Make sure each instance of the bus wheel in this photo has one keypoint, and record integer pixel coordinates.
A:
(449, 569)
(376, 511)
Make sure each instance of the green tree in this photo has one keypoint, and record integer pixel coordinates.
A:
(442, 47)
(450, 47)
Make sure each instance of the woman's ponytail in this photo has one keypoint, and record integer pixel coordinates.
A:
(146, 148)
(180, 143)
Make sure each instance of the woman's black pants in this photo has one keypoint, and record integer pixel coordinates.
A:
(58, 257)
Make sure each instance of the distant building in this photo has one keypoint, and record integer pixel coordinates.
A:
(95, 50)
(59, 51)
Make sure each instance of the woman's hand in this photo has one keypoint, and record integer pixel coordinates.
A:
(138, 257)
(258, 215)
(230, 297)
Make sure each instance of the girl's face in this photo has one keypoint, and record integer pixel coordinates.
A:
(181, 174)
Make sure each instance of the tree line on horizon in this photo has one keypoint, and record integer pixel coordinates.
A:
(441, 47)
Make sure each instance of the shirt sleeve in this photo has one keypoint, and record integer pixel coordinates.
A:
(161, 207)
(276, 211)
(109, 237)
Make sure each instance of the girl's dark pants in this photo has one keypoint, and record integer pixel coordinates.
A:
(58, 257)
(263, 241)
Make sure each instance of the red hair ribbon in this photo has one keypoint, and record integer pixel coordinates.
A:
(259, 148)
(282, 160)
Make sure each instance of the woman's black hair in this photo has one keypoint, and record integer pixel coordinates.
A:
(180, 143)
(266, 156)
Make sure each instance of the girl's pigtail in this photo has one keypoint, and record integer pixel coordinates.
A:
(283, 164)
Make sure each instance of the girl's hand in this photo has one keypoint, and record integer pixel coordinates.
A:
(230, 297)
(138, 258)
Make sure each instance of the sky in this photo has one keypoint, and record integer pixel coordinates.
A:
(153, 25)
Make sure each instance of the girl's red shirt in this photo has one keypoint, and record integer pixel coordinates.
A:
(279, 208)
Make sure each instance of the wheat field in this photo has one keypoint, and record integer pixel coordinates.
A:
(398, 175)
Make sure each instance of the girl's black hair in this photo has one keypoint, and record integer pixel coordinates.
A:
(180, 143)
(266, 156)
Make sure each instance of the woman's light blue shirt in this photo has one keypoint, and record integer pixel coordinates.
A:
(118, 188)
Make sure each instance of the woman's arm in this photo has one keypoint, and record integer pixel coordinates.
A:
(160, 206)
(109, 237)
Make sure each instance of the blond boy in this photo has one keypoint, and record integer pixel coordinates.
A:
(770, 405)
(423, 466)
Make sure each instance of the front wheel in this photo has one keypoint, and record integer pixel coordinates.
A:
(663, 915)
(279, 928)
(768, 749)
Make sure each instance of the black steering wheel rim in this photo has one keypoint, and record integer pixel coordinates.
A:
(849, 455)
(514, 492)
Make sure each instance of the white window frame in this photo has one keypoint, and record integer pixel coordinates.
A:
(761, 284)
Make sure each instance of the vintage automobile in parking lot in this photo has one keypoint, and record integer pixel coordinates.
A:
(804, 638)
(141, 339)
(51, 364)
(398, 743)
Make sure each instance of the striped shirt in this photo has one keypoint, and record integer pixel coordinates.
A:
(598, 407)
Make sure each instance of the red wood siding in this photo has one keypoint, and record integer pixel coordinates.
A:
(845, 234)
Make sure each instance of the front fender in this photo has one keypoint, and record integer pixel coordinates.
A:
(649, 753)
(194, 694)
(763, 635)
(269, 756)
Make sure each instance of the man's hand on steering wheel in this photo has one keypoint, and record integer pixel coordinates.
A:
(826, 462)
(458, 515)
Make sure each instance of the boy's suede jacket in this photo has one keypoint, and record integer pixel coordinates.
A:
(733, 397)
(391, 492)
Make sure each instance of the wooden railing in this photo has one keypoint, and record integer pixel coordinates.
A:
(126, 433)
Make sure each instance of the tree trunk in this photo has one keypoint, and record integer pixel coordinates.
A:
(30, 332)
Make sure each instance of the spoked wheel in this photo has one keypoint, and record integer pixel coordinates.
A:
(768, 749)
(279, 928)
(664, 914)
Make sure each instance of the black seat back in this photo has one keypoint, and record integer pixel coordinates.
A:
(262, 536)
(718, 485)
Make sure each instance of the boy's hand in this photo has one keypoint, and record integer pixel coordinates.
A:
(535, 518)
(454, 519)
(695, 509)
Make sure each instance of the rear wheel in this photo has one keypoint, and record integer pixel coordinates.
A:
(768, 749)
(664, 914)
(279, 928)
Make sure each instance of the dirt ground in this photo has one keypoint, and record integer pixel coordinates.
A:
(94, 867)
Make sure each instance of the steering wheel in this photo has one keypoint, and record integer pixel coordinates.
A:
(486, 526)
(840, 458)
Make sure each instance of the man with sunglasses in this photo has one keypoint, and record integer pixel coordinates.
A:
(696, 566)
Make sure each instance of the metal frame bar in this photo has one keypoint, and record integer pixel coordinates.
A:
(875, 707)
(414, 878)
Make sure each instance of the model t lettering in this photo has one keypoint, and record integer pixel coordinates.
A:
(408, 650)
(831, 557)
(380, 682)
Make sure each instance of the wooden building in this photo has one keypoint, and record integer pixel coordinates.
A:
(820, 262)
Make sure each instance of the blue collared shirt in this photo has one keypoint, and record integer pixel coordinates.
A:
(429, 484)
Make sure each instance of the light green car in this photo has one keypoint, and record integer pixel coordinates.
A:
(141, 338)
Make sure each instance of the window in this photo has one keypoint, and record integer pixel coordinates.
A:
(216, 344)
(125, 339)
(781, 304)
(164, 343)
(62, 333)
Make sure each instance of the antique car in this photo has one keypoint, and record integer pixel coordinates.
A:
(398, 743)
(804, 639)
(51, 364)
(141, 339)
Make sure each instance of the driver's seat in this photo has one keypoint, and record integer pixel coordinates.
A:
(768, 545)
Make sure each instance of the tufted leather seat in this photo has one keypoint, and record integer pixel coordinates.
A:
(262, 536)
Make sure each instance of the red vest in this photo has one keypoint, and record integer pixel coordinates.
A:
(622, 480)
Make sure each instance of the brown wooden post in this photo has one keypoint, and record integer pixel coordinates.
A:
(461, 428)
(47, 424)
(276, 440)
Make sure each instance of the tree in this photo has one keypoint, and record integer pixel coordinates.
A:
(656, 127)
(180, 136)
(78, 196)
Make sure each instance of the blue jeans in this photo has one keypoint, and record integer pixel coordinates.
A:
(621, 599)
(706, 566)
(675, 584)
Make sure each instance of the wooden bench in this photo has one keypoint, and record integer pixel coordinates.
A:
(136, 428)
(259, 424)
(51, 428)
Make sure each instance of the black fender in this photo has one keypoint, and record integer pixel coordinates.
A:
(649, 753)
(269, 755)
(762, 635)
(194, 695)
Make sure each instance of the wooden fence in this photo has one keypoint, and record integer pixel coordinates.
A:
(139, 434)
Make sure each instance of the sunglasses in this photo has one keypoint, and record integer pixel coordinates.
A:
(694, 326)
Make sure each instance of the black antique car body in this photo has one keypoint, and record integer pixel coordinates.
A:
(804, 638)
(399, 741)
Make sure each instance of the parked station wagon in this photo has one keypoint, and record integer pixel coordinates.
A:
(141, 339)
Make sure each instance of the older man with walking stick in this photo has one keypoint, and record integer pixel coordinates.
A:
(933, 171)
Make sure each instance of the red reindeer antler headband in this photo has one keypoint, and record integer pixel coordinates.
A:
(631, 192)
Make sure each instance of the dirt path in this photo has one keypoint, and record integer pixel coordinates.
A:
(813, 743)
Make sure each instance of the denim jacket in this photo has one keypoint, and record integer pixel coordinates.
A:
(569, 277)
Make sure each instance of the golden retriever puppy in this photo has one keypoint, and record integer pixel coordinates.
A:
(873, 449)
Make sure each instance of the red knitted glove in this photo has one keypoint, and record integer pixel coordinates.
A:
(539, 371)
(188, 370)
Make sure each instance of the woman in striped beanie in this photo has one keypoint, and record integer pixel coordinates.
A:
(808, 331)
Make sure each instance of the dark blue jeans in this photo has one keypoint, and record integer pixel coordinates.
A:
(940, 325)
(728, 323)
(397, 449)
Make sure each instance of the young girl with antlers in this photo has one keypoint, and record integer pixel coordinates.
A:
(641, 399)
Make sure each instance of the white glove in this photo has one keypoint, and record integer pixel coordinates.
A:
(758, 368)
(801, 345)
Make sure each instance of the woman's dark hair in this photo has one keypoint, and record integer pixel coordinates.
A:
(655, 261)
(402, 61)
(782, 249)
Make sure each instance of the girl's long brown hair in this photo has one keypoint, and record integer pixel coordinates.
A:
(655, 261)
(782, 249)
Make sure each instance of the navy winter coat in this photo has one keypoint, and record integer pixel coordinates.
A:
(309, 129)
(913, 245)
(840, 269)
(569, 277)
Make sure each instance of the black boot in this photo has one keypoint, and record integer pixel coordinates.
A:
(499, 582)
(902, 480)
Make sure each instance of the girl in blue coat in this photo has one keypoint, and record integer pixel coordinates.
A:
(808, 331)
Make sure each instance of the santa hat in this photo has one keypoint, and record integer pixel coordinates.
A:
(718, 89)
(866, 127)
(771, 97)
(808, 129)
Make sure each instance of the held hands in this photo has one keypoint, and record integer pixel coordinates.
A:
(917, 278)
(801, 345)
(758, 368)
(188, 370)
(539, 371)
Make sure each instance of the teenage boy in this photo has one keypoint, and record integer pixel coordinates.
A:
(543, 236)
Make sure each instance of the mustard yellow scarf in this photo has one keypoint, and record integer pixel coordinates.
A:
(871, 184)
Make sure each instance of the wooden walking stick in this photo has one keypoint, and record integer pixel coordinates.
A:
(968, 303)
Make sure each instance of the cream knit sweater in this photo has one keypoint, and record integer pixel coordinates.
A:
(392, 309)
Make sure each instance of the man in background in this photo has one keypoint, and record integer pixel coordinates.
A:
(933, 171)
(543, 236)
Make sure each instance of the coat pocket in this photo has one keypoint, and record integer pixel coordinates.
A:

= = =

• Instructions to follow: Working through the data above, find every line holding "jacket" and copy it.

• Answer box:
Make sure each instance of the boy's suede jacket in this photo has one keypoint, and record integer pixel coordinates.
Make sure each instance of the denim jacket in this photo has one keypoint, and record integer pixel coordinates.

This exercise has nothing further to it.